▶ **ABOUT THIS EXERCISE**: Repeat only the stretch of lines below that runs from the line with "compact form (389,76)." through the line with "compact form (430,439).", unaltered.

Referring expression data:
____________
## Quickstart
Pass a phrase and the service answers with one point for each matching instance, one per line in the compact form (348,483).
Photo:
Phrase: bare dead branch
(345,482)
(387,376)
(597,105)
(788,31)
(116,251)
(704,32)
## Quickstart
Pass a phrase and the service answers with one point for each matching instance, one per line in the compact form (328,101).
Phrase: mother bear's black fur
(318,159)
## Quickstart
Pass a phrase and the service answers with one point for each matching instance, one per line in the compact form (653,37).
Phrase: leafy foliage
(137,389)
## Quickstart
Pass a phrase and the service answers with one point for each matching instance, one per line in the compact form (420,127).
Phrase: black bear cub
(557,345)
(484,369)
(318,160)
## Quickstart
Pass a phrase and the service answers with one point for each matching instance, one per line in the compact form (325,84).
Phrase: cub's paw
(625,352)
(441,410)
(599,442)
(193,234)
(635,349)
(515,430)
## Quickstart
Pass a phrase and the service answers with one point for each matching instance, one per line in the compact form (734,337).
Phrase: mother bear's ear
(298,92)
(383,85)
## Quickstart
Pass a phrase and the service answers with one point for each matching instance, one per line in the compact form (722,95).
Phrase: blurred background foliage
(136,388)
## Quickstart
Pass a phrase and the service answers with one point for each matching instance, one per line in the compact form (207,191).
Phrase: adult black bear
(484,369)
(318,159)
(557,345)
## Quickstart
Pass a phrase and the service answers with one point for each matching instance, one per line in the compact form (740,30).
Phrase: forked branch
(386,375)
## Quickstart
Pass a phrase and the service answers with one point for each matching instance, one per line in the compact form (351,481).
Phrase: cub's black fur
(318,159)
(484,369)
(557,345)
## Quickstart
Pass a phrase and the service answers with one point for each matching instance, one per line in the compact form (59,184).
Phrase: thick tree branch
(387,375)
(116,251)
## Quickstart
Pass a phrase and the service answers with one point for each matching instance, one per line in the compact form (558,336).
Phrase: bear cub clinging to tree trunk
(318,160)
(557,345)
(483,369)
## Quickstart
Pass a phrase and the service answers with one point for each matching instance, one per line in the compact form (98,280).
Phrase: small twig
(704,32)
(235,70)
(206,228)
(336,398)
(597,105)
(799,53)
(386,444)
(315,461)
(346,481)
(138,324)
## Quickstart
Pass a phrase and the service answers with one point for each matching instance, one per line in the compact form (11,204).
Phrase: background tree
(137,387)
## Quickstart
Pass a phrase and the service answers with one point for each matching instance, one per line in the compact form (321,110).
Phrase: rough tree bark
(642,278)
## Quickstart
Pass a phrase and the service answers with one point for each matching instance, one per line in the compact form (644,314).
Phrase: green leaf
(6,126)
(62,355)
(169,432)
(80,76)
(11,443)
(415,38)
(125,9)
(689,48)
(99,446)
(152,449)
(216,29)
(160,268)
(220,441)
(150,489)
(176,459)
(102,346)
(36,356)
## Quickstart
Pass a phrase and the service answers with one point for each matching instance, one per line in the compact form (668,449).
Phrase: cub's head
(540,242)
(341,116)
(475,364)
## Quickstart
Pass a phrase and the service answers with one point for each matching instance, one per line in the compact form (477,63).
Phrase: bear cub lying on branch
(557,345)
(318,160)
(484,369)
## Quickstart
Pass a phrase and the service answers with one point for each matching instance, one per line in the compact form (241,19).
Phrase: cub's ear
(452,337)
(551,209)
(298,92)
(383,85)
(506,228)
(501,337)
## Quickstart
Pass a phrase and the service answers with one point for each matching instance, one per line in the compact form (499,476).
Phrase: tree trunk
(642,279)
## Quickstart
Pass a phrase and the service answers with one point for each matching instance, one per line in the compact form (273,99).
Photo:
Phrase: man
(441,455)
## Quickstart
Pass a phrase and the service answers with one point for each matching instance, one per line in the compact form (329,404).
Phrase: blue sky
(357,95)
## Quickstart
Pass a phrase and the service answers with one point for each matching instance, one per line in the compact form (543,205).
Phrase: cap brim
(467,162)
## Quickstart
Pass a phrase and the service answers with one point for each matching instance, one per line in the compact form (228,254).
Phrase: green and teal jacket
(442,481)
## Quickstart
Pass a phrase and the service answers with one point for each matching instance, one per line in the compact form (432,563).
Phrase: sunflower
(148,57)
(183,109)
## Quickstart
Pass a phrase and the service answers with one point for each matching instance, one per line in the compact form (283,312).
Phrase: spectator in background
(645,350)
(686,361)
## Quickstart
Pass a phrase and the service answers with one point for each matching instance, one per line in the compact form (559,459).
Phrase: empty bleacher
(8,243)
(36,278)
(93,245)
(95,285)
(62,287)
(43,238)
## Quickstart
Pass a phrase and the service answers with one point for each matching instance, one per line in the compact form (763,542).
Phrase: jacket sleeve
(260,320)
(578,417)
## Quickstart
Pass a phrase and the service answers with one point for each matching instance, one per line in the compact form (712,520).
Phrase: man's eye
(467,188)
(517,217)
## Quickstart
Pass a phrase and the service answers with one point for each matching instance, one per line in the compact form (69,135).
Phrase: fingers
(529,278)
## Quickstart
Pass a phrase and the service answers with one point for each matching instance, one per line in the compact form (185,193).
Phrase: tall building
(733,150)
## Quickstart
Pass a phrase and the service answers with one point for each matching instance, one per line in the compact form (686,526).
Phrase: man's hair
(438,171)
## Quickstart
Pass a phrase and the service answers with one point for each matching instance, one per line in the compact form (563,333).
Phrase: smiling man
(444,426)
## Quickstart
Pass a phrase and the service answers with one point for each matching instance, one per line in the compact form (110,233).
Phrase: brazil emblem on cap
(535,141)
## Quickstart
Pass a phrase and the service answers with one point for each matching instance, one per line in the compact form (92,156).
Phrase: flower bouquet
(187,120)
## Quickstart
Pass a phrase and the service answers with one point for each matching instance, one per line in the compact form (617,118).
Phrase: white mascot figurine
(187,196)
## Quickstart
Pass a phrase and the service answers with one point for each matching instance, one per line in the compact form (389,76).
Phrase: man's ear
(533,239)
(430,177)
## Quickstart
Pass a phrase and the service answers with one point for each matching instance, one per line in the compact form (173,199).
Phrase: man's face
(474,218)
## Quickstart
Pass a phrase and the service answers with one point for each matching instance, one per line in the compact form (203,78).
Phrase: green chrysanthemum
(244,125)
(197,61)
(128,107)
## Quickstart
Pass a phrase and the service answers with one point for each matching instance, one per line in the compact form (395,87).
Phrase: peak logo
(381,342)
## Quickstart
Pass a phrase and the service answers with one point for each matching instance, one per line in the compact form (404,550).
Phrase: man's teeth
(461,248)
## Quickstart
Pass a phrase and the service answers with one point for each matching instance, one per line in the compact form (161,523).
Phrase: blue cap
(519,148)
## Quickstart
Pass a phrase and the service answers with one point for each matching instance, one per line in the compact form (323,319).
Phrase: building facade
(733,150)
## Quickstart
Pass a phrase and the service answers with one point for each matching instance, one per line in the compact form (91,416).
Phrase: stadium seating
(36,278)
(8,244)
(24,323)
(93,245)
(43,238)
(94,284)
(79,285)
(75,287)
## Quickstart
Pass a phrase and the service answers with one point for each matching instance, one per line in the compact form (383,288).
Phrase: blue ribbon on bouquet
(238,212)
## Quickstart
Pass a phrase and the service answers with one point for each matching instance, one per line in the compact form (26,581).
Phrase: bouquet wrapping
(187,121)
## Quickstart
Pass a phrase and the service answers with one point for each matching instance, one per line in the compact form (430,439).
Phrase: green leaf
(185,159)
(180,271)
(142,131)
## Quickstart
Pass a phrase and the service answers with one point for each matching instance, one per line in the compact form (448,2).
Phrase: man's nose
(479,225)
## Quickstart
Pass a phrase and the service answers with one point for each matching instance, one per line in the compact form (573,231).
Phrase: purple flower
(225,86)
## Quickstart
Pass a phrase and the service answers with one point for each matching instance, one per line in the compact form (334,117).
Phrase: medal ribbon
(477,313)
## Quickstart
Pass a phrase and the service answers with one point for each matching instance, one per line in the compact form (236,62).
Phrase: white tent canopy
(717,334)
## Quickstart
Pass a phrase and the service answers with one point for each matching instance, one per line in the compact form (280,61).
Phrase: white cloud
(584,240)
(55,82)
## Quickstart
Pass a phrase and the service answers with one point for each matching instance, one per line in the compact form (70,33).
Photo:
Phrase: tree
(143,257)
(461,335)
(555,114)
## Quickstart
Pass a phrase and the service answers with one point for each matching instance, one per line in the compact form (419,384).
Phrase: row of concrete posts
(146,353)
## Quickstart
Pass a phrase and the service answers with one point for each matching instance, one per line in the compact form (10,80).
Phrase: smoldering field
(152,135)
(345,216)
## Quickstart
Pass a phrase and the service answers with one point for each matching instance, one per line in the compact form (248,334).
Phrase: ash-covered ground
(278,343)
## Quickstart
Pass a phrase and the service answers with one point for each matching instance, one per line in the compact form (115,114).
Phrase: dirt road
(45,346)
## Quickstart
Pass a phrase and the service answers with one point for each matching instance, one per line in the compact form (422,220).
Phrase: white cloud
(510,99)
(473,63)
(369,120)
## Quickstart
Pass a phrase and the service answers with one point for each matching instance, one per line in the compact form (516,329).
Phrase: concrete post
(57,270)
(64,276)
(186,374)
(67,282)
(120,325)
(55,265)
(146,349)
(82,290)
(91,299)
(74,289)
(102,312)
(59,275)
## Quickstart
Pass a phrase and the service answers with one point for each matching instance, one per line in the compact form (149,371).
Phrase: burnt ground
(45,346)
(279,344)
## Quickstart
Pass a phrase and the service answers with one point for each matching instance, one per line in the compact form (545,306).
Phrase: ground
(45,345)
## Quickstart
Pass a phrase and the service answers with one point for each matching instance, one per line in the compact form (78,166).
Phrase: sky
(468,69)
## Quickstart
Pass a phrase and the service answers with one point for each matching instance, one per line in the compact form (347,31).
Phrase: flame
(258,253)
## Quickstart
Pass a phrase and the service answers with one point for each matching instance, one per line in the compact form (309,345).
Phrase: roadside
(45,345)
____________
▶ **REPLY TO THE EXERCISE**:
Pass a phrase and the service answers with one point for each matching instance, one per line in the compact form (389,76).
Phrase: man's ear
(533,239)
(430,177)
## Quickstart
Pass a phrase and the service answers with one point for each matching instance, one per line in the compact form (173,199).
Phrase: man's face
(474,218)
## Quickstart
Pass a phrase and the service answers with one point for each matching instance, one per line in the compact form (203,78).
Phrase: green chrysanthemum
(244,125)
(197,61)
(128,107)
## Quickstart
Pass a phrase and the service answers with one point for each matching instance, one per line in the compact form (395,87).
Phrase: peak logo
(381,342)
## Quickstart
Pass a phrase and the service answers with one point for each matching instance, one per line in the compact form (404,550).
Phrase: man's teeth
(461,248)
## Quickstart
Pass a phrase and the service answers with one point for each matching instance, one per line in the compact form (161,523).
Phrase: blue cap
(519,148)
## Quickstart
Pass a phrase and the service answers with one point for each matching instance, one per line in the compact form (323,319).
Phrase: building facade
(733,150)
## Quickstart
Pass a phrase and the service answers with one point for each matching instance, one per line in the compact form (91,416).
Phrase: stadium seating
(36,278)
(8,244)
(24,323)
(93,245)
(43,238)
(94,284)
(79,285)
(75,287)
## Quickstart
Pass a phrase and the service answers with one point for each matching instance, one per line in the compact form (383,288).
Phrase: blue ribbon on bouquet
(238,212)
## Quickstart
Pass a phrase and the service answers with one point for each matching instance, one per line in the compact form (26,581).
Phrase: bouquet wrapping
(187,121)
## Quickstart
Pass a phrase and the service answers with one point for each matching instance, one per line in the compact form (430,439).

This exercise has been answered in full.